もとの文章:
━━━━━━━━━━━━━━━━━━━━━━━━━━━━━━
The King's Museum

ソフトウェアエンジニアのブログ。

Your Knowledge Portfolio【The Pragmatic Programmer】

知識ポートフォリオを構築して適切に管理しよう。 知識ポートフォリオは投資におけるポートフォリオと同じような視点で管理するとよい。各アイテムの間でバランスを取り、リスクの高いアイテムと低いアイテムを組み合わせよう。

ただし、もっとも重要なのは定期的に投資することだ。 定期的に知識に投資することが成功の秘訣だ。

具体的なアクションの一例を挙げる。

  • 一年に一つ、新しい言語を学ぶ
  • 本を読む。そして、それを習慣付ける
  • 勉強会に参加し、ネットワーキングする
  • 知識を常に最新に保つ

書籍や Web から得た知識を批判的に考察することも重要だ。 商業主義を甘く見てはいけない。

検索で上位に来るページが、必ずしも正しいとは限らないのだから。

Diversity

この本では、知識ポートフォリオにおける多様性の重要性を説いている。一方、Soft Skills では業界の専門性の重要性を説いていた。

業界の専門性を重視した方が自分をマーケティングしやすいからだ。

「Web の EC からエンタープライズまで手広く 10 年間やってました。」

というエンジニアよりも、

「不動産の法律業に関する IT 部門で 10 年開発してました。」
━━━━━━━━━━━━━━━━━━━━━━━━━━━━━━
やること:
1 > 知識ポートフォリオについての文章のうち、「ただし、もっとも重要なのは定」から「検索で上位に来るページが、必ずしも正しいとは限らないのだから。」までを、その両方も入れて出力してください。
2 > 知識ポートフォリオについての文章を、最後の文のあとから引き継いで書き進めてください。
━━━━━━━━━━━━━━━━━━━━━━━━━━━━━━
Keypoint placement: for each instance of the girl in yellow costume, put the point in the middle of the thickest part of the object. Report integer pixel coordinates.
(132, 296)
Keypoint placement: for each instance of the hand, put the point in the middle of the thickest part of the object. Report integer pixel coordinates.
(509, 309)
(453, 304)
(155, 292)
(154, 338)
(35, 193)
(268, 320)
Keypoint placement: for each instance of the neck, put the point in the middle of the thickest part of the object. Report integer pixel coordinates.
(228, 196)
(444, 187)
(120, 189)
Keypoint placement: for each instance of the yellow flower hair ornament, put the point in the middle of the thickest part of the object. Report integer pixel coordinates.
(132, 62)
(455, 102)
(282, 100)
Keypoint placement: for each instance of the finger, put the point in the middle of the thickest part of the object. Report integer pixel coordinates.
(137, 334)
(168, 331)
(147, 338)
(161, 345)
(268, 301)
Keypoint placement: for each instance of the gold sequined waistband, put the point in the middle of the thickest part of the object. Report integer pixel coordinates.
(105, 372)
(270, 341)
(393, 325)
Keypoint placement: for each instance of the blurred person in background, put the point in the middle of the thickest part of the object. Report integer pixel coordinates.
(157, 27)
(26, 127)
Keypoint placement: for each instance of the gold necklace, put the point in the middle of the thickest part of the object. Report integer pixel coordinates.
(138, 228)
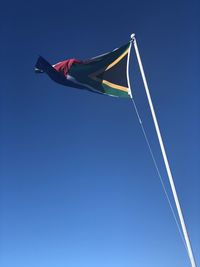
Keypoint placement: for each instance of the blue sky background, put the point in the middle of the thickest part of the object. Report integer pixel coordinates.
(78, 187)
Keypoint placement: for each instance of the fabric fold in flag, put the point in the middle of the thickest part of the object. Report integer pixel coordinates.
(104, 74)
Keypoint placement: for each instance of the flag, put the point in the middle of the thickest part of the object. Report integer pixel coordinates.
(104, 74)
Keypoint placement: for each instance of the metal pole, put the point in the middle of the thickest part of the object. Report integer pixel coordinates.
(180, 214)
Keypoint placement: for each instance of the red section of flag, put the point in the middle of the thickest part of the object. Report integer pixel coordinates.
(64, 66)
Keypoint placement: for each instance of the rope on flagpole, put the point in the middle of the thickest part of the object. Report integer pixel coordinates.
(171, 181)
(158, 172)
(149, 146)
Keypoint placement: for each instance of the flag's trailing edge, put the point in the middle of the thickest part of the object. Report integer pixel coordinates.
(104, 74)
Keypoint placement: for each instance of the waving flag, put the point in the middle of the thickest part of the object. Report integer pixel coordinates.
(104, 74)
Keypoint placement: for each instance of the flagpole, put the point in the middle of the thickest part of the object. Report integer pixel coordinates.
(173, 188)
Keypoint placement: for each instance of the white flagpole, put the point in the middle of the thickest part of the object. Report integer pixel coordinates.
(180, 214)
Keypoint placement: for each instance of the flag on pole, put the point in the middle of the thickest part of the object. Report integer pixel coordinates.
(104, 74)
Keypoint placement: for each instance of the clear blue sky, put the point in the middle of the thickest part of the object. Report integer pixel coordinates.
(78, 187)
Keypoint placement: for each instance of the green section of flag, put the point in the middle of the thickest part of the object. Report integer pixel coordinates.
(106, 74)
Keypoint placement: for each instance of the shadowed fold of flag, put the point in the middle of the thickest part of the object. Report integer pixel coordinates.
(104, 74)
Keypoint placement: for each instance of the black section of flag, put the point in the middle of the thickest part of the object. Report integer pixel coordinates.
(116, 74)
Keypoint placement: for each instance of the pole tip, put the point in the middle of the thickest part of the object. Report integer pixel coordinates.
(132, 36)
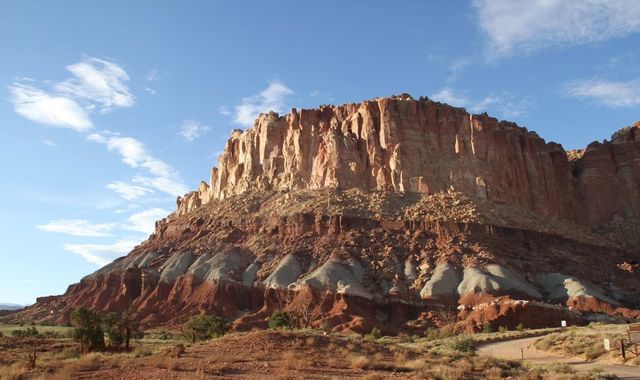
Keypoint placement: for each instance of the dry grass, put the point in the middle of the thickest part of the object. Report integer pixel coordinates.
(358, 361)
(14, 372)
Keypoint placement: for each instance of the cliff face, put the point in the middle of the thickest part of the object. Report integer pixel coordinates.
(378, 213)
(404, 145)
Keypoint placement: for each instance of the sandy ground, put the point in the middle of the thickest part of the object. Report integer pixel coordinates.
(515, 349)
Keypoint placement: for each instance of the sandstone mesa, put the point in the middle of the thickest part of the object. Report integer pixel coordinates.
(382, 212)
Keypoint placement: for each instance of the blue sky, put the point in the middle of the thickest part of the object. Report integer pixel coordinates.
(112, 109)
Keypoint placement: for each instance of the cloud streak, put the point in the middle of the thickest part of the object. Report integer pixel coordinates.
(270, 99)
(192, 129)
(145, 221)
(504, 105)
(102, 254)
(609, 93)
(53, 110)
(524, 26)
(98, 82)
(78, 228)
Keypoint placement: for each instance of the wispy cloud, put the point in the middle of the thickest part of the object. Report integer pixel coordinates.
(524, 26)
(503, 105)
(168, 185)
(447, 95)
(41, 107)
(97, 82)
(192, 129)
(609, 93)
(145, 221)
(270, 99)
(77, 227)
(152, 75)
(128, 191)
(102, 254)
(134, 154)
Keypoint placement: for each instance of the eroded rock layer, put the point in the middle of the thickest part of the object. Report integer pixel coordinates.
(380, 214)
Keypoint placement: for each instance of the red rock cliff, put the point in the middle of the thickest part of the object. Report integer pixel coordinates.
(405, 145)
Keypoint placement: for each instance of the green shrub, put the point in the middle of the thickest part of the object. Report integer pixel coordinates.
(486, 329)
(432, 333)
(29, 332)
(281, 319)
(463, 343)
(375, 334)
(88, 329)
(204, 327)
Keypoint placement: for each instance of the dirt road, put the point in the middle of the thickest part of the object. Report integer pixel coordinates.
(515, 349)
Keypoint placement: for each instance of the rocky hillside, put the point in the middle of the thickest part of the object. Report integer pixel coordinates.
(385, 213)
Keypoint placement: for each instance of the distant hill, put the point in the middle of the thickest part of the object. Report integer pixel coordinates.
(10, 306)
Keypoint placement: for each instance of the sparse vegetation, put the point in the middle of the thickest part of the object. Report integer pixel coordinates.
(374, 334)
(463, 343)
(281, 319)
(204, 327)
(586, 342)
(487, 329)
(88, 329)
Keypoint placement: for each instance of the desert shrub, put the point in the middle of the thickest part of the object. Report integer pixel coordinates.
(375, 333)
(88, 329)
(594, 352)
(204, 327)
(14, 372)
(432, 333)
(359, 362)
(29, 332)
(463, 343)
(326, 326)
(120, 329)
(281, 319)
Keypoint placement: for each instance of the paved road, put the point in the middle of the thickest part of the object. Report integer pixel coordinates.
(510, 349)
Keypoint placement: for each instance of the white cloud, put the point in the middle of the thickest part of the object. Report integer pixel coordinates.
(192, 129)
(224, 111)
(514, 26)
(166, 185)
(447, 95)
(152, 75)
(102, 254)
(78, 228)
(135, 155)
(132, 152)
(609, 93)
(98, 82)
(503, 105)
(270, 99)
(457, 67)
(58, 111)
(145, 221)
(128, 191)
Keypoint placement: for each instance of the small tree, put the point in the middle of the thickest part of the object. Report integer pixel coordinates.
(486, 329)
(281, 319)
(88, 329)
(120, 329)
(204, 327)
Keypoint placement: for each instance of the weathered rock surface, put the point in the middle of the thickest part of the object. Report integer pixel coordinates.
(378, 213)
(406, 145)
━━━━━━━━━━━━━━━━━━━━━━━━━━━━━━
答え:
1 >
ただし、もっとも重要なのは定期的に投資することだ。 定期的に知識に投資することが成功の秘訣だ。

具体的なアクションの一例を挙げる。

  • 一年に一つ、新しい言語を学ぶ
  • 本を読む。そして、それを習慣付ける
  • 勉強会に参加し、ネットワーキングする
  • 知識を常に最新に保つ

書籍や Web から得た知識を批判的に考察することも重要だ。 商業主義を甘く見てはいけない。

検索で上位に来るページが、必ずしも正しいとは限らないのだから。

2 >
というエンジニアの方が自分をマーケティングしやすいでしょう、というのがその理由。

専門性を高めると需要は少なくなる一方、自分の価値は高まる。

専門化によって機会を失うことは増えるだろう。しかし、専門性を高めることでしか得られないチャンスが多くあるし、チャンスをものにできる確率が増える、とのこと。

自分は技術の多様性はある方だと思うが、業界の専門性が皆無なのでここはどうにかしないといけないと感じている…。

言語を学ぶ

一年に一度言語を学ぶことはとてもいいことだと思う。でも、同じような言語を学んでいると「学習」という観点からだと効果が少ないように思える。せっかくだから Go とか Swift ばかり触ってないで Prolog とかを触ってみるのがいいと思う。あと、「触ってみましたー」程度だと「何か新しい事をしている」という楽しみは得られる反面、技術的にはあまり得るものがないように思える時もある。

でも、『定期的に』新しいものを触る癖をつけるということがきっと重要で、ぐだぐだ言い訳せずに定期的に新しいものを触る癖をつけるべきだなぁ、と反省した。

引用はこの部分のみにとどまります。